§ **Document text**
◆ ◆ ◆ ◆ ◆ ◆ ◆

This is good time to talk about the interpreter I’m using. I initially toyed with downloading the MIT Scheme interpreter, which is a minimalist product that’s designed to be used alongside this course. I also thought about downloading Emacs – you can get implementations with a built-in Lisp interpreter. But I’ve been getting along quite happily with a combination of Vim and TextMate (for Mac OS X) for the past few months, and I’m not sure that learning a new text editor is necessary right now. I also wanted to do some more advanced coding in Lisp (what’s the point of learning a new language if I’m not going to use it?) so I wanted something a bit meatier than MIT Scheme.

DrRacket

DrRacket

I eventually settled on Racket, a bells-and-whistles implementation of Scheme that includes a lot of extra features out of the box – lots of nice data structures, the ability to create GUIs and manipulate graphics, and lots more. It comes with its own interpreter, DrRacket, which is functional and pretty easy to use. A nice touch is that you can load any definitions file into the interpreter to give you a whole load of pre-defined functions – and if the first line of the definitions file is #lang <language-name> then you will only use the features of that language. For example, the first line of the definitions file I’m using for this project is #lang scheme so I don’t have access to all the funky procedures defined in Racket – just the core Scheme language.

On with the exercises.

Exercise 1.1

What is the result printed by the interpreter in response to each of the following expressions?

> 10 
10

Numerals have a value equal to the number they represent.

> (+ 5 3 4)
12

This is equivalent to 5 + 3 + 4. Note that the + procedure can take multiple arguments. I haven’t learned how to define a function with a variable number of arguments yet, but hopefully I will soon!

> (- 9 1)
8

This is equivalent to 9 – 1.

> (/ 6 2)
3

Equivalent to 6 / 2. Note that we get an integer result.

> (+ (* 2 4) (- 4 6))
6

Equivalent to (2 * 4) + (4 – 6) = 8 + (-2). Note that there is no need for operator precedence in Scheme, because we always include the parentheses! I wonder if a syntax for Scheme could be defined that allowed you to leave out parentheses when the meaning was clear, and had rules of operator precedence instead. For example, the K programming language that I use at work has simple right-to-left order of evaluation. This can lead to very code and lets you easily write one-line expressions that are very powerful, but has many gotchas: for example, 2*4+5 evaluates to 18 in K, rather than 13.

> (define a 3)

Whether or not define statements return a value is implementation-dependent. My interpreter doesn’t give a return value. However, we have now bound the value 3 to the variable a.

> (define b (+ a 1))

Again, there is no return value, but we have bound the value of (+ a 1) to the variable b, so that b now has the value 4.

> (+ a b (* a b))
19

This is equivalent to a + b + (a * b) where a = 3 and b = 4.

> (if (and (> b a) (< b (* a b)))
      b
      a)
4

This procedure says “if (b > a) and (b < a * b) then return b, else return a”, which becomes “if (4 > 3) and (4 < 12) then return 4, else return 3” so it returns 4.

◆ ◆ ◆ ◆ ◆ ◆ ◆

§ **Data rows**

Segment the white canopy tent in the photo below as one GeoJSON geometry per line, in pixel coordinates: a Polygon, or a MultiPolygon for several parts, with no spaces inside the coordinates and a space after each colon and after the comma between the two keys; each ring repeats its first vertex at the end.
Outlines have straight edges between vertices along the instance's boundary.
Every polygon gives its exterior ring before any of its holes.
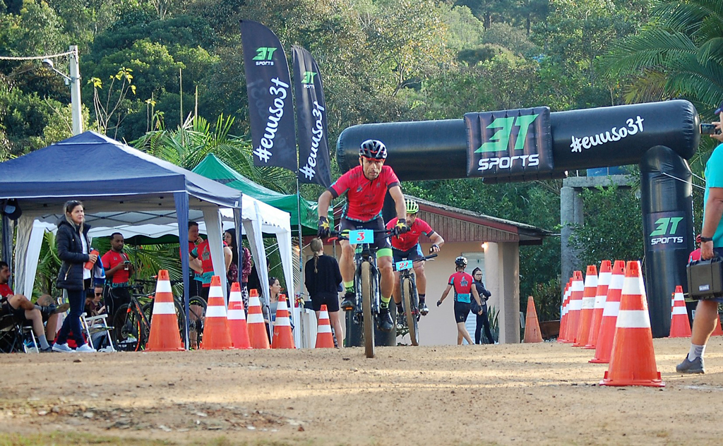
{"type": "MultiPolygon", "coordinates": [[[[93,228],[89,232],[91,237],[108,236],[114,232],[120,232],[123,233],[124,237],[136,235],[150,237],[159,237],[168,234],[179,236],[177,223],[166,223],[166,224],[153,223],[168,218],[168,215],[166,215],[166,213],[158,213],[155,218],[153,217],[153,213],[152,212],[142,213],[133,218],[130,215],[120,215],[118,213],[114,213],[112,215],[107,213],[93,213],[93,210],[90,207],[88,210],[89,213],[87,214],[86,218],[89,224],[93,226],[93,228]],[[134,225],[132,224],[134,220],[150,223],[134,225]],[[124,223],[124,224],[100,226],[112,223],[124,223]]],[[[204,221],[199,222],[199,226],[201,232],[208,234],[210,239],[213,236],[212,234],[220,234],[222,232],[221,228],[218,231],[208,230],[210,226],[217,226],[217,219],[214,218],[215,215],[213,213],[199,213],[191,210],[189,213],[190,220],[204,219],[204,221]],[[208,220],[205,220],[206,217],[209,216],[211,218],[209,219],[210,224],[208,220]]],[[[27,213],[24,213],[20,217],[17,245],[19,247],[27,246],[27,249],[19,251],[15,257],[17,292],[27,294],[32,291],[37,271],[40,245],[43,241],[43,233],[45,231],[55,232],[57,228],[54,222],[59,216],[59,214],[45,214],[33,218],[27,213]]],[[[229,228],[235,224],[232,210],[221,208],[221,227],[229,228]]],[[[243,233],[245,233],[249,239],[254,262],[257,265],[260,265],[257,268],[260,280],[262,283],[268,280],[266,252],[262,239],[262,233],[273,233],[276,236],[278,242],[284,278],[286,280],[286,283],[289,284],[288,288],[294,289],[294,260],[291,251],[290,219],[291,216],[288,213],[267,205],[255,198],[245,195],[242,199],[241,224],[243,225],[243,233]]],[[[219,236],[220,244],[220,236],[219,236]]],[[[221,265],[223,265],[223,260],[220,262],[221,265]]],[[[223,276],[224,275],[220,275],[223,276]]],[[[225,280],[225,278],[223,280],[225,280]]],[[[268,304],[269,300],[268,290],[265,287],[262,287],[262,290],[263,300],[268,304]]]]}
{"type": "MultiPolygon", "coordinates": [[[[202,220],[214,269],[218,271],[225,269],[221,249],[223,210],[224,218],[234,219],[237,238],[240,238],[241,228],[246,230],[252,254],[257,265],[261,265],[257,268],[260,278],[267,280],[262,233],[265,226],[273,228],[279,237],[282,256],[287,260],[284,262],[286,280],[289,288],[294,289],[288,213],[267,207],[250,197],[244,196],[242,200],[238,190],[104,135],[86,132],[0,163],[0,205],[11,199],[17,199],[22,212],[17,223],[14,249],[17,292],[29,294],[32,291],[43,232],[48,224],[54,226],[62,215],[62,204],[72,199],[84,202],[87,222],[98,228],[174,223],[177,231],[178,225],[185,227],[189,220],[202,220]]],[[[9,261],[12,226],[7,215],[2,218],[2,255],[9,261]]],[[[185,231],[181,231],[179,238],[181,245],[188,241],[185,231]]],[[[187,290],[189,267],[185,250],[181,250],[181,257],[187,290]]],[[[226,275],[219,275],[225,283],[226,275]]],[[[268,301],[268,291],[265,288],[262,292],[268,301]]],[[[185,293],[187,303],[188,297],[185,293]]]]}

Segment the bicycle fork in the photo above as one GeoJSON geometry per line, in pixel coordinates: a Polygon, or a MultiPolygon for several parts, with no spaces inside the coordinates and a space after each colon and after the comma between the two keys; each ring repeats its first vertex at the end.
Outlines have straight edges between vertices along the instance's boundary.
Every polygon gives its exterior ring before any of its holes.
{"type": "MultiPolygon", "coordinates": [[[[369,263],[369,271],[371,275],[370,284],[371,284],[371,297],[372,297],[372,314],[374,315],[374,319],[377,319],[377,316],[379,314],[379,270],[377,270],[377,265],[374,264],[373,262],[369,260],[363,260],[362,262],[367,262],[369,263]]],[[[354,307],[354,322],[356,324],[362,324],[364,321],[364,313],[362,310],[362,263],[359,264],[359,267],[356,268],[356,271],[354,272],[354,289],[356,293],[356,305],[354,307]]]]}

◆ ◆ ◆ ◆ ◆ ◆ ◆

§ **Problems and tasks**
1. In the Scheme exercise notes, translate this sentence into Spanish: "It comes with its own interpreter, DrRacket, which is functional and pretty easy to use."
2. Extend the Scheme exercise notes, picking up right after their last sentence.

§ **Task-by-task answers**
1. Viene con su propio intérprete, DrRacket, que es funcional y bastante fácil de usar.

2.
> (+ 2 (if (> b a) b a))
6

First evaluate the if statement. It says “if (b > a) return b, else return a” which becomes (by substitution) “if 4 > 3 then return 4, else return 3”, so it returns 4. We then evaluate (+ 2 4), which returns 6.

> (* (cond ((> a b) a)
           ((< a b) b)
           (else -1))
     (+ a 1))
16

We first evaluate the cond statement. It evaluate to 4, since the first predicate is false but the second one is true. The second argument (+ a 1) evaluates to 4 also, and finally (* 4 4) evaluates to 16.

Exercise 1.2

Translate the following expression into prefix form:

\dfrac{5 + 4 + (2 - (3 - (6 + 4/5)))}{3(6 - 2)(2 - 7)}

I reckon we have:

> (/ (+ 5
        4
        (- 2
           (- 3
              (+ 6
                 (/ 4 5)))))
     (* 3
        (- 6 2)
        (- 2 7)))
-37/150

That return value was a surprise to me! I had assumed that when applying the division operator to two integers, Scheme would either perform integer division (like Java) or return a floating point number (like Python). Apparently it has a built-in rational data type. Which is nice.

Exercise 1.3

Define a procedure that takes three numbers as arguments and returns the sum of the squares of the two larger numbers.

Here’s a pretty ugly answer, using the built-in min function:

> (define (f a b c)
    (- (+ (* a a) (* b b) (* c c))
       (* (min a b c) (min a b c))))

Why is it ugly? Well, it needlessly applies min twice, and it does four multiplications, two additions and a subtraction, when all that’s needed is one addition and two multiplications. How about:

> (define (g a b c)
    (cond ((and (<= a b)
                (<= a c)) (+ (* b b) (* c c)))
          ((<= b c) (+ (* a a) (* c c)))
          (else (+ (* a a) (* b b)))))

This looks uglier, but it’s more efficient: it never performs more than two multiplications and one addition, and never more than three comparisons (the minimum possible, since you have to sort the arguments so that you know which is the smallest, and this takes three comparisons in the worst case. If anyone has a prettier and efficient solution (perhaps one that works for arbitrary lists of arguments?) then I’d like to see it.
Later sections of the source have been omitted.